__EXERCISE DIRECTIONS__: Return all lines from the listing below that include the word "tire".

__DATA FOR THIS TASK__:

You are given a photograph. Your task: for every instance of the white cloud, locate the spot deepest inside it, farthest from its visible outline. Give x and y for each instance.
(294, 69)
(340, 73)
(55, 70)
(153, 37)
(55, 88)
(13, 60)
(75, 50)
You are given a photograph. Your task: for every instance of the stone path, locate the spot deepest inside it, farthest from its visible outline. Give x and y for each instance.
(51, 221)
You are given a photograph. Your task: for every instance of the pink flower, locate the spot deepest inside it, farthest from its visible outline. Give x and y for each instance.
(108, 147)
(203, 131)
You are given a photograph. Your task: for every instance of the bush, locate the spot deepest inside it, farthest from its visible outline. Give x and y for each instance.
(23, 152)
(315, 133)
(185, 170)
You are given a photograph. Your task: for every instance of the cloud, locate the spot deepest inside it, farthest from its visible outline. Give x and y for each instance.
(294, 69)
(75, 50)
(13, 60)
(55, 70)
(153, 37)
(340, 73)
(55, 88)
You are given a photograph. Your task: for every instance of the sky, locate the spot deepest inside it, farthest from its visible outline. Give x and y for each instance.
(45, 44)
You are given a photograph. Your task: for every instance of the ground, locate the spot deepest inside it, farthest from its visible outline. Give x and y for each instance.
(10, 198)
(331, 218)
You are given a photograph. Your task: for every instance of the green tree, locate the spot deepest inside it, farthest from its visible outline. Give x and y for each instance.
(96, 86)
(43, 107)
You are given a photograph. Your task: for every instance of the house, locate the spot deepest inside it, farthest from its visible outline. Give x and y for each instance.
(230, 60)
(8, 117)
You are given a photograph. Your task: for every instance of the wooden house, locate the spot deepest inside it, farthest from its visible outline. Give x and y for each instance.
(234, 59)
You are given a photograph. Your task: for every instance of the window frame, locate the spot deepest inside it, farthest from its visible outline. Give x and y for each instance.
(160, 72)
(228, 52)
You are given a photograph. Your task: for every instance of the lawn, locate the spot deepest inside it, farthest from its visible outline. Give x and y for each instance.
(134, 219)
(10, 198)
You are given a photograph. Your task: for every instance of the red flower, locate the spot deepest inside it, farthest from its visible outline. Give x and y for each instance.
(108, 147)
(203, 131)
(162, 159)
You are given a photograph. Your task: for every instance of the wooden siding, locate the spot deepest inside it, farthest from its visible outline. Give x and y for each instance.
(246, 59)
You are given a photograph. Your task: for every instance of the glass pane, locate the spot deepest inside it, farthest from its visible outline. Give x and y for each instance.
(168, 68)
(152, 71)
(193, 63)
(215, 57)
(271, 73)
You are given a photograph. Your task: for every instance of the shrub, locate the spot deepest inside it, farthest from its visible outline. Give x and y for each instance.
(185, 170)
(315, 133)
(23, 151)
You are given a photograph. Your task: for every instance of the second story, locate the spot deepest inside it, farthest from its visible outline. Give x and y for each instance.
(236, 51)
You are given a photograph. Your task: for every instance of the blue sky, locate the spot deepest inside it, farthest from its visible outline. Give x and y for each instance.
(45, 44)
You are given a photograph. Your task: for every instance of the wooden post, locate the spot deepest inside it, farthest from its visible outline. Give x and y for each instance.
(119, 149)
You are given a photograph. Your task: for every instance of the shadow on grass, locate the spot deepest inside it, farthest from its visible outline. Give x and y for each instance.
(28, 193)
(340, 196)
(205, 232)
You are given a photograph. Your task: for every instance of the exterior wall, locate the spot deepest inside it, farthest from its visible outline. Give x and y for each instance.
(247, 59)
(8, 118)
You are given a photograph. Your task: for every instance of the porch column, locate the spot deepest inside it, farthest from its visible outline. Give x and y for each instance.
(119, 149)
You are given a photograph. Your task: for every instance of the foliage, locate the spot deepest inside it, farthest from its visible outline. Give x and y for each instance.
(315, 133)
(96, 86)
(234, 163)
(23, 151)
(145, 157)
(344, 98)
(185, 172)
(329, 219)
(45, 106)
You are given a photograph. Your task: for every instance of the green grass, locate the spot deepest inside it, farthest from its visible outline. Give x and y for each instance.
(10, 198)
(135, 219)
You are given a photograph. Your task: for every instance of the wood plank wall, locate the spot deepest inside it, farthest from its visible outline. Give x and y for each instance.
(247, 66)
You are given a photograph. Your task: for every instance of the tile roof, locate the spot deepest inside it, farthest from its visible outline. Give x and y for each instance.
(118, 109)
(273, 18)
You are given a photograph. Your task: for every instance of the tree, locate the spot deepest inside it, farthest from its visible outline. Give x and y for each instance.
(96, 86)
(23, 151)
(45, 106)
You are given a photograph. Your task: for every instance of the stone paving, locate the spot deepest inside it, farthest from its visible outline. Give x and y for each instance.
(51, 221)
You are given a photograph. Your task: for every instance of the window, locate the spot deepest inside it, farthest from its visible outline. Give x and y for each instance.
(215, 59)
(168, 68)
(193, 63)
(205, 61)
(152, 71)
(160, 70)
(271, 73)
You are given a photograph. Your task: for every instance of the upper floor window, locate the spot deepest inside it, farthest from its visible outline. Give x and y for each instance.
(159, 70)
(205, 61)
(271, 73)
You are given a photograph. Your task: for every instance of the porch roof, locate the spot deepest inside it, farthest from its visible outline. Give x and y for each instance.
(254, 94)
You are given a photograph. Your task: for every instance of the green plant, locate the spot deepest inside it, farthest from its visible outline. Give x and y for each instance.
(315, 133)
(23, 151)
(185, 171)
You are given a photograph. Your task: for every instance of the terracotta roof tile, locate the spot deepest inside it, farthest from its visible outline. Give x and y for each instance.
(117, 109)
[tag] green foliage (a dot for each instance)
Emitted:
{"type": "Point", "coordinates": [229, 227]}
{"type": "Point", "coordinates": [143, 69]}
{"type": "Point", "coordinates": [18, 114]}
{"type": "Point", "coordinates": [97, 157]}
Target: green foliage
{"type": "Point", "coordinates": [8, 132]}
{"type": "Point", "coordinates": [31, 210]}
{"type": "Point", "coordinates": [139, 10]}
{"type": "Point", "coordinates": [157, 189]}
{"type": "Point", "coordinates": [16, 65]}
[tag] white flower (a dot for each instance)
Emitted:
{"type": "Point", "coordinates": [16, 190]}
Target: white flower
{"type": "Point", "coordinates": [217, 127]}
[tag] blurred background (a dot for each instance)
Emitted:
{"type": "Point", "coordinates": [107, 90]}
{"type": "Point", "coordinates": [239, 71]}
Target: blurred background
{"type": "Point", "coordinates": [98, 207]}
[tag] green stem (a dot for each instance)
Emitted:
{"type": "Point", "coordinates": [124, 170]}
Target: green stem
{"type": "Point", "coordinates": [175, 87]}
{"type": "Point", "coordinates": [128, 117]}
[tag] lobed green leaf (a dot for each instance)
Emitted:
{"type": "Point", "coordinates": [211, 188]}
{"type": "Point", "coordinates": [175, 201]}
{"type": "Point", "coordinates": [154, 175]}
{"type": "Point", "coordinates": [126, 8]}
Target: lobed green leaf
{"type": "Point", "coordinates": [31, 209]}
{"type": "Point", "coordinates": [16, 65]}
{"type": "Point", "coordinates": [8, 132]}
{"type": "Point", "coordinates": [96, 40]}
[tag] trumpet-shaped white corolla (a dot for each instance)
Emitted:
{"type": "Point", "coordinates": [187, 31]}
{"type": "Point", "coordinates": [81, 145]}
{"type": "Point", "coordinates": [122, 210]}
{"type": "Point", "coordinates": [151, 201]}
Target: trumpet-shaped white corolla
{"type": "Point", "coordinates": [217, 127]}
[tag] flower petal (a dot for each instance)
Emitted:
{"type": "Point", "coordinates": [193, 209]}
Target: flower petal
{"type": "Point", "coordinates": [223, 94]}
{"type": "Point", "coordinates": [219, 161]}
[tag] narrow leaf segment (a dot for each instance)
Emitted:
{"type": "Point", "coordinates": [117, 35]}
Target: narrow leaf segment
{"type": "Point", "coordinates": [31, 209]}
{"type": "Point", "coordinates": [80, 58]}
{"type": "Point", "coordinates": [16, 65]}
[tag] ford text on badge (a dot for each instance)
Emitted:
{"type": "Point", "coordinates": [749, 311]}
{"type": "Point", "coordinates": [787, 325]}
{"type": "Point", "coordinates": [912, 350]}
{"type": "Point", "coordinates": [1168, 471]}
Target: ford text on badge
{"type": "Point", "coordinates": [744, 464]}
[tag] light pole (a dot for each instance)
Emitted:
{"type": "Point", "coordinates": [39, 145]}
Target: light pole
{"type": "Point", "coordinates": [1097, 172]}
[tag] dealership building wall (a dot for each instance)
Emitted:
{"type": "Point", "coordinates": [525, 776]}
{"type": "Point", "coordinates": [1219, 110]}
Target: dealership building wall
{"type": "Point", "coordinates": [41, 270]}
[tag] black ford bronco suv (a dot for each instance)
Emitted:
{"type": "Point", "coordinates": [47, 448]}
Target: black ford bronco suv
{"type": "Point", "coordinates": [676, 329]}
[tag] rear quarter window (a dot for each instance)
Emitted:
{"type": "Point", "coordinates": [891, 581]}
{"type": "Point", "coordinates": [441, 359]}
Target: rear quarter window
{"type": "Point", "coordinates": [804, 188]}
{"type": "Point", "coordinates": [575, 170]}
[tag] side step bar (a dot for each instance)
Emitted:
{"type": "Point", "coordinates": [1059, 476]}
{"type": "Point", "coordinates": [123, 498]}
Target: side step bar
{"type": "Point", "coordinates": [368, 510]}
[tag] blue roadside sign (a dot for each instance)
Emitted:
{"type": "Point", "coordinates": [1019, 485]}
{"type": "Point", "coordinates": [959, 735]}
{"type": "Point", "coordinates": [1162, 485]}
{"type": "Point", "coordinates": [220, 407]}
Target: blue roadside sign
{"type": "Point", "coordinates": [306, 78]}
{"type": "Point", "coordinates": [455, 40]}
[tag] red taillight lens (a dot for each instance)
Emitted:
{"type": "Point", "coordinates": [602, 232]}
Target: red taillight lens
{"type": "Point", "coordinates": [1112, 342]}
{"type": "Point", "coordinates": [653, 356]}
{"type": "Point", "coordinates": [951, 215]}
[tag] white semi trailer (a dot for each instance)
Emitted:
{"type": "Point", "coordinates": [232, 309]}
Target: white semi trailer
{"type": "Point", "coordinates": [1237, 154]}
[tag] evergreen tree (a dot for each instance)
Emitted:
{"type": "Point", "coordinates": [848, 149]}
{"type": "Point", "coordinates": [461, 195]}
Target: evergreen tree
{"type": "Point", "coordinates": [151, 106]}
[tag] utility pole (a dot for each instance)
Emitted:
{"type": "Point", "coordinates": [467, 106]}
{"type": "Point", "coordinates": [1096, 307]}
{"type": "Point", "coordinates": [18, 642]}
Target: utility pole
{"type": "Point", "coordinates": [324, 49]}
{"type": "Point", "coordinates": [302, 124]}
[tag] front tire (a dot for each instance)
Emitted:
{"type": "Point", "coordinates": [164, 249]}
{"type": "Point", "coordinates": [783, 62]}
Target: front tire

__RESULT OF THE EXERCISE__:
[tag] front tire (a dot for each instance)
Target: front tire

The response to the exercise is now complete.